New IFRS standards and amendments issued but not yet
effective
The
following new or revised IFRS standards and IFRIC interpretations
will be adopted for the purposes of the preparation of future
financial statements, where applicable. While under review,
we do not anticipate that the adoption of the other new or revised
standards and interpretations will have a material impact on our
financial position or results from operations:
●
Amendments
to IAS 12 Income Taxes: Deferred Tax related to Assets and
Liabilities arising from a Single Transaction (effective on or
after January 1, 2023).*
●
Amendments
to IAS 8 Accounting Policies, Changes in Accounting Estimates and
Errors: Definition of Accounting Estimates (effective on or after
January 1, 2023).
●
Amendments
to IAS 1 Presentation of Financial Statements and IFRS Practice
Statement 2 Making Materiality Judgments: Disclosure of Accounting
policies (effective on or after January 1,
2023).
●
Amendments
to IAS 1 Presentation of Financial Statements: Classification of
Liabilities as Current or Non-current - Deferral of Effective Date
(effective on or after January 1, 2023).*
●
IFRS
17 Insurance Contracts (effective on or after January 1,
2023).
●
Amendments
to IFRS 17 Insurance contracts: Initial Application of IFRS 17 and
IFRS 9 - Comparative Information (effective on or after January 1,
2023)*
*These standards or amendments to standards are not as of yet EU
endorsed.
2.
Judgements and estimates
The
preparation of financial statements requires management to make
judgements, estimates and assumptions that affect the application
of accounting policies and the reported amounts of assets and
liabilities, income and expense. Actual results may differ
from these estimates.

__Required work__.
[A] What effective date does the passage on new IFRS standards give for IFRS 17 Insurance Contracts?
[B] Why are some items in the passage on new IFRS standards marked with an asterisk?
[C] Can you repeat the passage on new IFRS standards between "Judgements and estimates" and "from these estimates.", inclusive?
You will not need the listing.

Referring expression pointing data
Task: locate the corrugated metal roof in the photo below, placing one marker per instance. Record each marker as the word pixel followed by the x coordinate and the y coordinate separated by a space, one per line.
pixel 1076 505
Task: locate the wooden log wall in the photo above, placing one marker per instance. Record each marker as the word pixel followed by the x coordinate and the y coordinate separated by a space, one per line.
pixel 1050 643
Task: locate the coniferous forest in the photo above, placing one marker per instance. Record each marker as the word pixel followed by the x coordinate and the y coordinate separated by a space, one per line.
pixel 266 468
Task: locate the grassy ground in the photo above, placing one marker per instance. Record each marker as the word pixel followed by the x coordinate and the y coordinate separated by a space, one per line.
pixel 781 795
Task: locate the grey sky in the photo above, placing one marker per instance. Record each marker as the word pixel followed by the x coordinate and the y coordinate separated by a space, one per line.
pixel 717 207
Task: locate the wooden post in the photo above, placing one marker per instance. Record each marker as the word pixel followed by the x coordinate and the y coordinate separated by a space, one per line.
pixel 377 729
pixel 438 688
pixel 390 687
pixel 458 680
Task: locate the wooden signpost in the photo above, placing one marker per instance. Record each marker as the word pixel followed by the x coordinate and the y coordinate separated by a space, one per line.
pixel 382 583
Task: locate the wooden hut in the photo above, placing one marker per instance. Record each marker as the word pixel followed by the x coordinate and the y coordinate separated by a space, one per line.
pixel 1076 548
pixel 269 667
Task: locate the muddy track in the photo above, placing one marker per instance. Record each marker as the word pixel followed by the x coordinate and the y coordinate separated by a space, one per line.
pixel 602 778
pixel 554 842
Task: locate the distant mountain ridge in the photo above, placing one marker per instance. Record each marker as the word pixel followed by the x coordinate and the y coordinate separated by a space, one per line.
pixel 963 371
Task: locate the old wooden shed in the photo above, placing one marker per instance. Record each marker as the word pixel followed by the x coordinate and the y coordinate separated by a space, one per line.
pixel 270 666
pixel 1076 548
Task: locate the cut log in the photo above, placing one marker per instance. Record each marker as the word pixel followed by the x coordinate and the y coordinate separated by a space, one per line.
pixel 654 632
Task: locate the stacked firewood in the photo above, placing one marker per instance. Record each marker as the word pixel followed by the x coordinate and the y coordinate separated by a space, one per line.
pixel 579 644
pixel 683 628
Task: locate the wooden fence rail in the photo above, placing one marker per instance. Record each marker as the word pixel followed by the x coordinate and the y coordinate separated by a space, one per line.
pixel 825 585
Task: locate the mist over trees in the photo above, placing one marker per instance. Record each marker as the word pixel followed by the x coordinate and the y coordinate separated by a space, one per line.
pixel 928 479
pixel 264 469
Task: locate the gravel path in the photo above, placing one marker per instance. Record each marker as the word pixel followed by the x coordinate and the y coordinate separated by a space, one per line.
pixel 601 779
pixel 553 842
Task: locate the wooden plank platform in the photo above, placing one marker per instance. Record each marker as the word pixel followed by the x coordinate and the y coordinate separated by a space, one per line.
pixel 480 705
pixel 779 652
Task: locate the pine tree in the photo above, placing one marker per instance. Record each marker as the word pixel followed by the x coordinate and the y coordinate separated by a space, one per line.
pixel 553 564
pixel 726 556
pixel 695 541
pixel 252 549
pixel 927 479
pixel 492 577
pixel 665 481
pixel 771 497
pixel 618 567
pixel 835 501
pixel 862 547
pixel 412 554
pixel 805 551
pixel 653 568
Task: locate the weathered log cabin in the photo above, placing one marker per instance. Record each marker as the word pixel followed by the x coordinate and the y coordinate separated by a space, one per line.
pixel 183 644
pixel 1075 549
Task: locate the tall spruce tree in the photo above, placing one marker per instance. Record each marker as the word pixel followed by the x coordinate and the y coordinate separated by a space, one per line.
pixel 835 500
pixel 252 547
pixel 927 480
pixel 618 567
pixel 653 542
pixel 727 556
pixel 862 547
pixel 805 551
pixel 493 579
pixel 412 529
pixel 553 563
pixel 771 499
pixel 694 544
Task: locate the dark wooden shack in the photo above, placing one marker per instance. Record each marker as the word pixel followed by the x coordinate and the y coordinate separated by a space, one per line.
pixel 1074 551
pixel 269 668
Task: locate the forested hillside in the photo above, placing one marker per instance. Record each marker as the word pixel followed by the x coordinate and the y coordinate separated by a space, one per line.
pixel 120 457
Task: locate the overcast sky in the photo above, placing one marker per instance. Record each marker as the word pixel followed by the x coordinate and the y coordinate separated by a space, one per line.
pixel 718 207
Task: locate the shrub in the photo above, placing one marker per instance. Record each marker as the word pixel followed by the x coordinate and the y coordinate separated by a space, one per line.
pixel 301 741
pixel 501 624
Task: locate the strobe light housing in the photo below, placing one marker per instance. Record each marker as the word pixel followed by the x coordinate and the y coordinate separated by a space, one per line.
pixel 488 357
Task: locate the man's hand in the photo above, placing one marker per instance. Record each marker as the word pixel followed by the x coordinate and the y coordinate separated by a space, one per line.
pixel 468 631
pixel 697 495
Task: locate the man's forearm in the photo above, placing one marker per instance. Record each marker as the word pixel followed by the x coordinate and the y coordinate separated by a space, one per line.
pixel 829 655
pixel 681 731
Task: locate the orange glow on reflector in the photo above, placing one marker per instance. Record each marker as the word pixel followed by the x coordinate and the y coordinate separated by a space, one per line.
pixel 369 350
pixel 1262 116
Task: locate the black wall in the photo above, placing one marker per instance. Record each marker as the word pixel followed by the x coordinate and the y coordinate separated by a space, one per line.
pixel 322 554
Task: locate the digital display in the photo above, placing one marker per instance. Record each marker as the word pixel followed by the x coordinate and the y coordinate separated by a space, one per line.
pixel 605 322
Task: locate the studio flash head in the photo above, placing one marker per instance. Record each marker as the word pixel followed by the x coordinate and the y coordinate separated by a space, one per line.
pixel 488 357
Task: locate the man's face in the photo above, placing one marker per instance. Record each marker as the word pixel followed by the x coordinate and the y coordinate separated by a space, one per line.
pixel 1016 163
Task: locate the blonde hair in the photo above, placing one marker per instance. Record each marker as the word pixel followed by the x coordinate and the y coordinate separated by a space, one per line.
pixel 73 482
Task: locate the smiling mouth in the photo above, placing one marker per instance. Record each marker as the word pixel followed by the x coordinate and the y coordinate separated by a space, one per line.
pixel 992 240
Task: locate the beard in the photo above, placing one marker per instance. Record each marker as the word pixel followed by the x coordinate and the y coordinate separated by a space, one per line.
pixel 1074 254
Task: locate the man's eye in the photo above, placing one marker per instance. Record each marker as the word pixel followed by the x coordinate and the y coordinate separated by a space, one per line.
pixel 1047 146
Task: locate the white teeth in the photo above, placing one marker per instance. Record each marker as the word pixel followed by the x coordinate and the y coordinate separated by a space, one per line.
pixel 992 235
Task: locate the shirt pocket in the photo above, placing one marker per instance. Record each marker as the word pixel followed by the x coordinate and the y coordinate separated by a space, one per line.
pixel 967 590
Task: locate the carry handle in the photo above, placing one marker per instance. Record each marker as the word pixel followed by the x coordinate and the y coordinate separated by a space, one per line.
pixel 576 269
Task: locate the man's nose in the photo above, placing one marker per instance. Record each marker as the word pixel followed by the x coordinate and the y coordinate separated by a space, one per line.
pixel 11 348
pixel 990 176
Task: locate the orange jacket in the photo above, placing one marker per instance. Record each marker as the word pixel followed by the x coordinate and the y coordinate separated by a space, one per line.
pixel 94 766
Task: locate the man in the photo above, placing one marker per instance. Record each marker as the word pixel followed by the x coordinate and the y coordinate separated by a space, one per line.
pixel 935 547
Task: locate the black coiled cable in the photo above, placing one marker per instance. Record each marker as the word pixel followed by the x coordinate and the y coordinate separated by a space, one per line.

__Solutions for each task__.
[A] On or after January 1, 2023.

[B] The asterisk marks standards or amendments that are not yet EU endorsed. This applies to the amendments to IAS 12, the IAS 1 amendments on classifying liabilities as current or non-current, and the IFRS 17 amendments on initial application with IFRS 9.

[C]
Judgements and estimates
The
preparation of financial statements requires management to make
judgements, estimates and assumptions that affect the application
of accounting policies and the reported amounts of assets and
liabilities, income and expense. Actual results may differ
from these estimates.